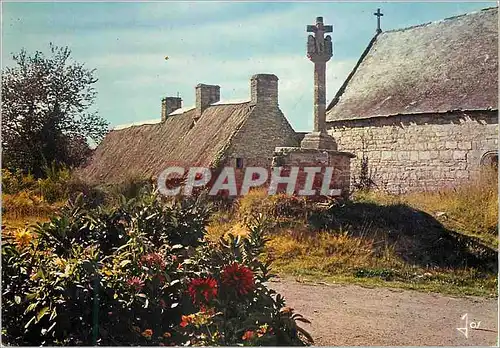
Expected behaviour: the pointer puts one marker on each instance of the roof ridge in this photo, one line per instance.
(342, 88)
(440, 20)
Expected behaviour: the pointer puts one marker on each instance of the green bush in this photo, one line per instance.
(140, 274)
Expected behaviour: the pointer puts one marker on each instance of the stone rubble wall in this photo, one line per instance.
(419, 152)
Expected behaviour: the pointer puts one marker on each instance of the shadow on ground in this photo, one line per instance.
(417, 236)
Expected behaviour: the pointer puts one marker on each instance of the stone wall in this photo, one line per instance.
(302, 158)
(419, 152)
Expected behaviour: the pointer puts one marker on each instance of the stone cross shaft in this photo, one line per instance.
(319, 51)
(378, 14)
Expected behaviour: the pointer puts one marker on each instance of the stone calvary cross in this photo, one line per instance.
(319, 51)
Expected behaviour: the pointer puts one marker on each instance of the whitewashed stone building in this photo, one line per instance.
(421, 104)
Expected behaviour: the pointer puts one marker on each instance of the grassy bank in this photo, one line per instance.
(442, 242)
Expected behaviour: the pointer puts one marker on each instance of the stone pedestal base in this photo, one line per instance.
(318, 141)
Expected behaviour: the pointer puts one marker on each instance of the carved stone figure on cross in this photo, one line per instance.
(319, 48)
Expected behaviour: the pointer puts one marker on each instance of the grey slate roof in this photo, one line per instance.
(436, 67)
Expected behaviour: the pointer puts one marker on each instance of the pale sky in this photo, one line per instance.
(219, 43)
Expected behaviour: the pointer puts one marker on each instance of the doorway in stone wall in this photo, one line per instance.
(489, 161)
(489, 167)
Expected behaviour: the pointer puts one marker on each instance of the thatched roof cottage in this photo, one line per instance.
(212, 133)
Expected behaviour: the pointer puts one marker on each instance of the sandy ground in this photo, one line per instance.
(349, 315)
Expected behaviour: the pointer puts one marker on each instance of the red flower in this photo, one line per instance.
(147, 333)
(136, 283)
(248, 335)
(202, 290)
(239, 278)
(186, 320)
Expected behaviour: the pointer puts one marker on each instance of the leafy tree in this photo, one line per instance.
(45, 111)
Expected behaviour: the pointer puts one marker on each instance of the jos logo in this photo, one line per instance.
(472, 325)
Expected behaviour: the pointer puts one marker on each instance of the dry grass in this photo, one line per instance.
(470, 209)
(371, 243)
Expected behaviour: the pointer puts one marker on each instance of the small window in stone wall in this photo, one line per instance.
(239, 163)
(490, 160)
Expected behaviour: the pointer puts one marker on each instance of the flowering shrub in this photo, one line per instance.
(140, 274)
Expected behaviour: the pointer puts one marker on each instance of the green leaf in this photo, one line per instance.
(29, 322)
(42, 312)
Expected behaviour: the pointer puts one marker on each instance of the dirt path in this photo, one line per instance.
(349, 315)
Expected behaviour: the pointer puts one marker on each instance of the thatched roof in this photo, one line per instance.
(431, 68)
(146, 150)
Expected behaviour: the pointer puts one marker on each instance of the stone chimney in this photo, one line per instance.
(169, 105)
(206, 95)
(264, 89)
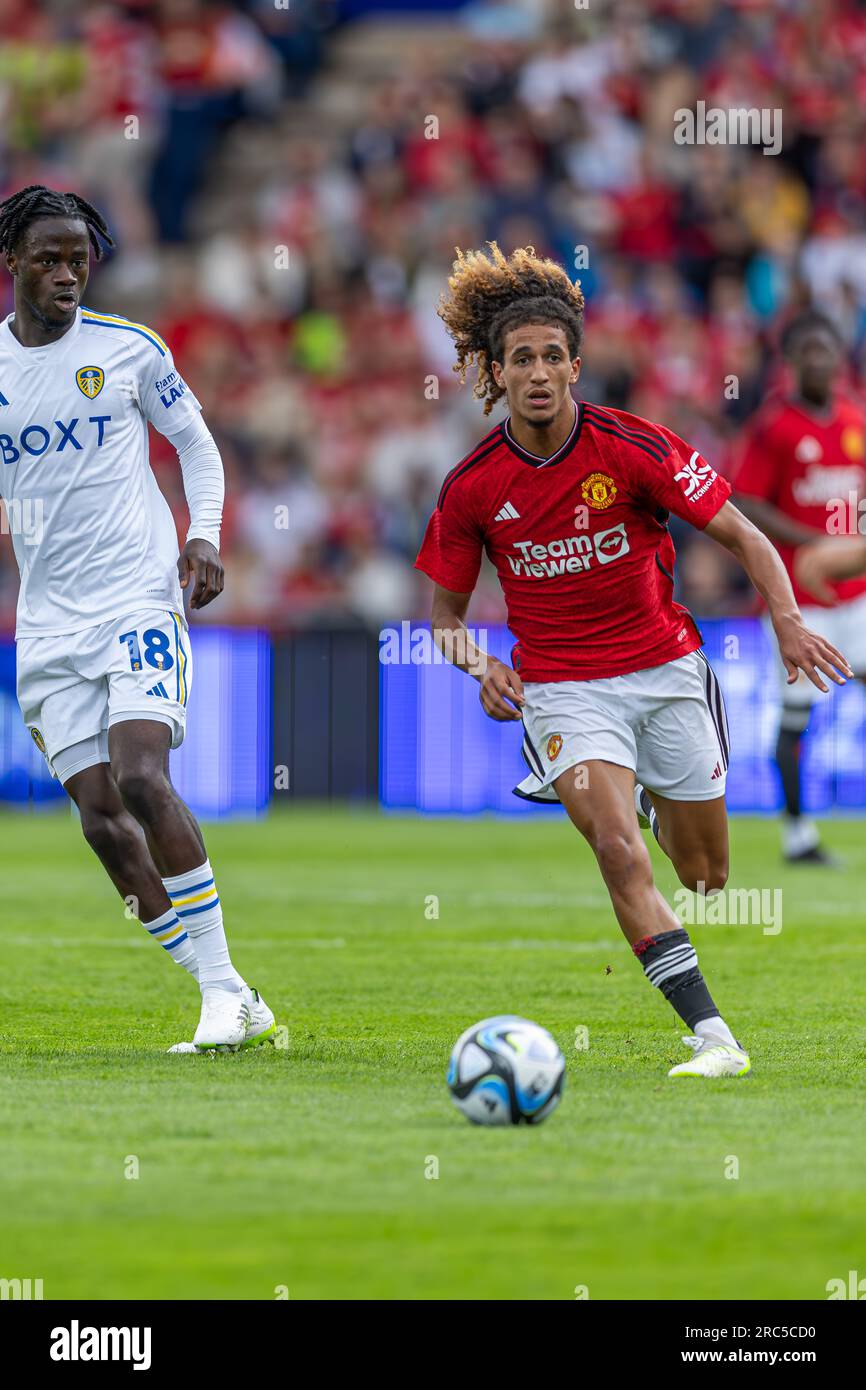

* * * * *

Please set out all the lines above as a numbered list, omitting any blank lines and leaving out the pictures.

- **CORRECT RESPONSE**:
1. Expected behaviour: the pointer puts one marker on each instance of the roof ridge in this photo, one line per instance.
2. (342, 88)
3. (440, 20)
4. Expected behaviour: the pointer puts one marker on each instance of the green bush in this photo, one line per instance.
5. (140, 274)
6. Expected behaviour: the pointer puts one marker on each instance of the stone rubble wall in this photo, one line per instance.
7. (419, 152)
8. Expected behaviour: the pointer puts one marker on each instance of the shadow on ground in this photo, one line per instance.
9. (417, 236)
10. Expected behaviour: the pointer puts one marker on each instance of the stone wall in this photo, one line per instance.
11. (302, 158)
12. (419, 152)
13. Expected behaviour: the pointer puts one marker on each instance of the stone cross shaft in this photo, one line per instance.
14. (319, 51)
15. (378, 14)
16. Expected behaviour: the pointer puts one marker on each instance of the stone calvary cross in this photo, one line per instance.
17. (319, 51)
18. Expected behaviour: the pointer puts one marker on each instance of the whitewashed stone building in this photo, one line per instance.
19. (421, 104)
20. Expected behaviour: the pointer puts one marker on each instance of the grassy bank in this photo, one line per instance.
21. (442, 242)
22. Expected behaviour: the pointer puts one marker on each instance of the stone pedestal base in this photo, one line per instance.
23. (318, 141)
24. Expected behaviour: the pointer puts one marker on each instance of the carved stone figure on cross in this photo, one line per instance.
25. (319, 48)
26. Expected behaviour: the pointer puts one marker on each instance of the grey slate roof in this photo, one line per instance.
27. (436, 67)
28. Expected behaviour: the pointer puts one marker on each instance of the pale sky in this photo, one line per instance.
29. (219, 43)
30. Expected behaviour: the pointer puts one marker on each instance of the doorway in stone wall in this photo, one line per instance.
31. (489, 161)
32. (489, 167)
33. Expected behaviour: the pointer puts one marker on each instance of the thatched roof cottage in this photo, one line per instance.
34. (212, 133)
35. Expected behaviour: the pointer puts one marker on each instance of the sandy ground in this photo, one line per instance.
36. (349, 315)
37. Expected behaviour: the pointer puts one marker on each instance of the red flower in this photo, one line per instance.
38. (147, 333)
39. (136, 283)
40. (248, 335)
41. (202, 290)
42. (239, 278)
43. (186, 320)
44. Expected behaviour: the pointer puts one marker on each instance of the leafy tree in this photo, one line per instance.
45. (45, 111)
46. Expected behaviour: the pointer puts one marker on each instance of the jos logo in this photo, one line per instance.
47. (472, 325)
48. Expected behaviour: the pointer puts one marker on each instance of the dry grass in this photo, one line per instance.
49. (470, 209)
50. (371, 243)
51. Expected behaviour: the pointer puts one marker on each instance of the small window in stone wall in this photo, one line per instance.
52. (239, 163)
53. (490, 160)
54. Expected behaviour: the pointer puts one marker on each instance of the flowering shrub in this photo, one line per instance.
55. (140, 274)
56. Expected behaviour: the pointer puts one marker on each instance of the green leaf in this photo, one line per instance.
57. (29, 322)
58. (42, 312)
59. Expected behaviour: the pointer puts one marker on each instance of the dirt path in this photo, one line per instance.
60. (349, 315)
61. Expected behaviour: the pointer puts one marker on each instance of the thatched roof in this photo, one line per instance.
62. (431, 68)
63. (146, 150)
64. Expected behaviour: the pointer puts one marker on each instance of the stone chimney in this photo, one line per instance.
65. (169, 105)
66. (206, 95)
67. (264, 89)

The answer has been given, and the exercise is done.